▶ Task details: Render the following material again verbatim, leaving nothing out.

▶ Source records:
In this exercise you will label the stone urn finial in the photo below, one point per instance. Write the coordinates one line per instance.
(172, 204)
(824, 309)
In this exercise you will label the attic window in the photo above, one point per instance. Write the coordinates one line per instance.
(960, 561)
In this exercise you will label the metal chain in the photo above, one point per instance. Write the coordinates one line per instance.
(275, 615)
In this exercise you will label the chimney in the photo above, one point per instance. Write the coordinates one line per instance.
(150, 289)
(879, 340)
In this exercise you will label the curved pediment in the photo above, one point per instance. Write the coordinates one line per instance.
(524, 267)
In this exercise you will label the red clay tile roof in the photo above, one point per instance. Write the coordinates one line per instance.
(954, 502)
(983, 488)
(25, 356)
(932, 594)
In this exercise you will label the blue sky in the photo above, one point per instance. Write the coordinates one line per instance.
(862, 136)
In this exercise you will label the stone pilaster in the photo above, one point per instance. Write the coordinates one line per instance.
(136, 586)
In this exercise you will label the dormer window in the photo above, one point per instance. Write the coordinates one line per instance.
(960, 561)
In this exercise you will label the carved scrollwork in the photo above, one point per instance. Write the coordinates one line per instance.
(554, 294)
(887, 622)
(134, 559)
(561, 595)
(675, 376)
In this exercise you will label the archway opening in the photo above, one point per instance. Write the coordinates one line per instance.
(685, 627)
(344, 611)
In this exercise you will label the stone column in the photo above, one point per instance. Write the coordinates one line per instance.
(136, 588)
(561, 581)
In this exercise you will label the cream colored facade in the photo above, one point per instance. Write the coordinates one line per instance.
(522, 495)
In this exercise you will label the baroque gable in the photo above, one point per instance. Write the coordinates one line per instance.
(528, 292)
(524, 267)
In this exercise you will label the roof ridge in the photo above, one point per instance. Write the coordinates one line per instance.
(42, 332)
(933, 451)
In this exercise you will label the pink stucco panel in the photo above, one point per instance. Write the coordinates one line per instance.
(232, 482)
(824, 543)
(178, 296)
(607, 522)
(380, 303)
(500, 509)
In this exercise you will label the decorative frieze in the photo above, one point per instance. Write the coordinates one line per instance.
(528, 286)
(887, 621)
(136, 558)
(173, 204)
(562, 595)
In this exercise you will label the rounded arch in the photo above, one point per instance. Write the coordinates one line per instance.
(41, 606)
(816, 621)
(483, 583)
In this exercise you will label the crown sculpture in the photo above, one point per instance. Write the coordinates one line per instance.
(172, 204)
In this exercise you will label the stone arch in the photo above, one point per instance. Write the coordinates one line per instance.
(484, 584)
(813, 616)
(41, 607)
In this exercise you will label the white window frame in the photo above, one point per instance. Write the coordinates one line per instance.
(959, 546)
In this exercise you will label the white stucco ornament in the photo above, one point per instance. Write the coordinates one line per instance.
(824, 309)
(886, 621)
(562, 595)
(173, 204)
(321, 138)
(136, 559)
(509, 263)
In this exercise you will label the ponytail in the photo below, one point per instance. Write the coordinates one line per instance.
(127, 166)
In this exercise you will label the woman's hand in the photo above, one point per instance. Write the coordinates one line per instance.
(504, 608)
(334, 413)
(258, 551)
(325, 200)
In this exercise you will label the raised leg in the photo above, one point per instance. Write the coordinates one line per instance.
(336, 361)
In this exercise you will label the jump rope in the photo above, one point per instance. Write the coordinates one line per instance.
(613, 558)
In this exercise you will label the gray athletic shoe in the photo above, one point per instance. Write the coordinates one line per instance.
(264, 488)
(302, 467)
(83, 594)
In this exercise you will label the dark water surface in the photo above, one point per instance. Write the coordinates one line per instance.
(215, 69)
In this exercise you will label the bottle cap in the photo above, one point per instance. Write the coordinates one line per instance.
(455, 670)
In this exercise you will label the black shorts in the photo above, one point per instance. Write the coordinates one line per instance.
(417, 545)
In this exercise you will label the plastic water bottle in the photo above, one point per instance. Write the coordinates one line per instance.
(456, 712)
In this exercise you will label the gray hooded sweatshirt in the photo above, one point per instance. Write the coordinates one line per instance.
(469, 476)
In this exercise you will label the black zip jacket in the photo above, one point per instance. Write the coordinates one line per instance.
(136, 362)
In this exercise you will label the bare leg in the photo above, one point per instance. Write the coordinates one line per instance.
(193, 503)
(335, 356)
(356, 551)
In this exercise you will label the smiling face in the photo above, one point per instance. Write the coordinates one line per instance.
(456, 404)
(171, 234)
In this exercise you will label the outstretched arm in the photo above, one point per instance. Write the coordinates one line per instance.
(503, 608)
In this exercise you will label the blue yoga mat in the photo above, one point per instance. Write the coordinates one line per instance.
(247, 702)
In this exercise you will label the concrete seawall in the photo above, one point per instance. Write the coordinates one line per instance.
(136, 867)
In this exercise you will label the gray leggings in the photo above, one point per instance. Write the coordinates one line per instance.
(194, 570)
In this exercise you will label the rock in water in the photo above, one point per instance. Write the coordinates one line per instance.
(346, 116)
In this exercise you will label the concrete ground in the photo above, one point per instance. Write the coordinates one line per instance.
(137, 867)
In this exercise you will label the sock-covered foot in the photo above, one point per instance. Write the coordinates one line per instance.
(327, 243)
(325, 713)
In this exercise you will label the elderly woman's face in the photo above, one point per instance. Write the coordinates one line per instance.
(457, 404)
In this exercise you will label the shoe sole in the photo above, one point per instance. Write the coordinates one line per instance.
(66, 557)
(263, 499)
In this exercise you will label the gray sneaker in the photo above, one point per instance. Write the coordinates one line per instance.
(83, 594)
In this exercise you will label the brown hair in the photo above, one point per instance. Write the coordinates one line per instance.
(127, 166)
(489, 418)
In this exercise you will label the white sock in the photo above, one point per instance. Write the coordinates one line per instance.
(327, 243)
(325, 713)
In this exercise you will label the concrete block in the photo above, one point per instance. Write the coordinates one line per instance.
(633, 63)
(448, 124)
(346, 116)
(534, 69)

▶ Response:
In this exercise you will label the stone urn finial in the photo below, one point per instance. Write the coordinates one line per instance.
(172, 204)
(824, 309)
In this exercise you will label the attic window in the photo above, one point per instance. Write the coordinates one line per instance.
(960, 561)
In this exercise you will label the metal chain in the photo above, one point per instance. Write the coordinates one line per instance.
(275, 615)
In this exercise you will label the chimney in the photo above, one point per instance. Write the coordinates one line per instance.
(150, 289)
(879, 340)
In this exercise you will label the curved pediment in the photo above, one point per instance. Write the coordinates one line per instance.
(524, 267)
In this exercise you will label the red clay tile roof in the photo above, one point per instance. Write the coordinates one line per instance.
(954, 502)
(983, 488)
(25, 356)
(932, 594)
In this exercise you will label the blue sky in the photo above, one point per instance. Write the coordinates one line per instance.
(862, 136)
In this exercise you will label the stone pilaster in the photo above, one point per instance. Write the coordinates one line per instance.
(136, 586)
In this exercise you will label the dormer window in the photo above, one point per instance. Write the coordinates one line per instance.
(960, 561)
In this exercise you will label the carved scrollwork in the photo above, one point per instance. Write the coordinates one line per instance.
(554, 294)
(887, 622)
(134, 559)
(561, 595)
(675, 376)
In this exercise you will label the archway opening in the photo above, one point per instance. Write the coordinates one line per instance.
(685, 627)
(344, 611)
In this exercise you will label the stone column in the photo above, one point per instance. Write the coordinates one line per instance.
(136, 588)
(561, 581)
In this exercise you will label the cream colored facade in the photo above, one point per instance. Write the coordinates one line per instance.
(522, 495)
In this exercise you will label the baroque gable in the photo above, one point per instance. Write the coordinates one line per instance.
(528, 292)
(524, 267)
In this exercise you will label the roof ridge in the photo above, one point per instance. Write the coordinates one line per instance.
(42, 332)
(933, 451)
In this exercise you will label the pink stucco panel in the photo above, one point per instance. Write the coordinates one line per instance.
(232, 482)
(824, 543)
(178, 296)
(607, 522)
(380, 303)
(500, 509)
In this exercise you will label the decorative frieze in the photo above, one point per instance. Write the coordinates one line per instance.
(528, 286)
(887, 621)
(136, 558)
(173, 204)
(562, 595)
In this exercise you will label the rounded arch in the photo above, one point per instance. Write the coordinates one line per instance.
(41, 606)
(816, 621)
(483, 583)
In this exercise you will label the crown sculpture in the photo above, one point per instance. Write the coordinates one line per instance.
(172, 204)
In this exercise you will label the stone arch in the photo above, one point per instance. Write the coordinates one line per instance.
(484, 584)
(813, 616)
(41, 607)
In this exercise you will label the white window frame in the photo above, one point per instance. Write the coordinates one line per instance.
(959, 546)
In this exercise you will label the white stucco ornament in the photo above, one point per instance. Write the coordinates one line per instance.
(824, 309)
(886, 621)
(562, 595)
(173, 204)
(321, 138)
(136, 559)
(509, 263)
In this exercise you will label the ponytail in the photo below, one point per instance. Write the coordinates one line per instance.
(127, 166)
In this exercise you will label the woman's hand in the photo above, one point per instance. Write the coordinates one line per instance.
(504, 608)
(334, 413)
(258, 551)
(325, 200)
In this exercise you will label the raised leg in the photo above, one point per instance. Write the coordinates one line per instance.
(336, 361)
In this exercise you will label the jump rope in the photo above, one point per instance. Write the coordinates one line per instance.
(613, 558)
In this exercise you will label the gray athletic shoe in the photo above, one point per instance. Write the coordinates one line per instance.
(264, 488)
(302, 467)
(83, 594)
In this exercise you will label the dark water surface in the photo above, one point per instance. Write the coordinates one line per instance.
(215, 69)
In this exercise you will label the bottle cap in the photo above, one point per instance. Write the coordinates one line per instance.
(455, 670)
In this exercise you will label the black shorts in the photo above, one point per instance. Write the coordinates one line per instance.
(417, 545)
In this exercise you will label the plastic water bottle in the photo above, one point per instance. Write the coordinates one line per instance.
(456, 712)
In this exercise you will label the gray hooded sweatshirt in the photo above, one point per instance. Write the coordinates one line per instance.
(469, 476)
In this exercise you will label the black zip jacket in the photo above, one point per instance. Write the coordinates one line per instance.
(136, 362)
In this exercise you will label the bare leg in the photo above, one point per instance. Write the coordinates one line per instance.
(193, 503)
(335, 356)
(356, 551)
In this exercise you will label the smiling face in the photo above, one point per instance. Write the coordinates one line per instance.
(456, 404)
(171, 234)
In this exercise you will label the outstretched arm in the photo above, one point per instance. Write the coordinates one line per instance.
(503, 608)
In this exercise you will label the blue yoga mat in the photo above, one point per instance. Write the coordinates one line per instance.
(247, 702)
In this exercise you will label the concrete seawall in the photo above, one point per instance. Write the coordinates one line per instance.
(136, 867)
In this exercise you will label the gray leggings in the photo above, one point per instance. Write the coordinates one line per instance.
(194, 570)
In this exercise you will label the rock in water in the photo above, one point per instance. Write the coordinates one line per instance.
(346, 116)
In this exercise you will label the concrete ground in the photo above, one point per instance. Write the coordinates one line per instance.
(137, 867)
In this exercise you will label the sock-covered foot in the photo above, one point per instance. Write the coordinates one line per instance.
(327, 243)
(325, 713)
In this exercise you will label the elderly woman's face in the photo above, one point per instance. Write the coordinates one line per instance.
(457, 404)
In this exercise you will label the shoe sole in the photo above, one point per instance. Write the coordinates one line per instance.
(66, 557)
(263, 499)
In this exercise you will label the gray sneaker in the photo above, one point per instance. Write the coordinates one line per instance.
(83, 594)
In this exercise you will label the brown hair in the photo above, one point per instance. Write the coordinates one line per instance.
(127, 166)
(489, 418)
In this exercise you will label the white sock in the photo above, one point per instance. Write the coordinates one line per instance.
(327, 243)
(325, 713)
In this exercise you will label the concrete block in the photo above, one point per instance. Write the coordinates one line per instance.
(633, 63)
(448, 124)
(346, 116)
(534, 69)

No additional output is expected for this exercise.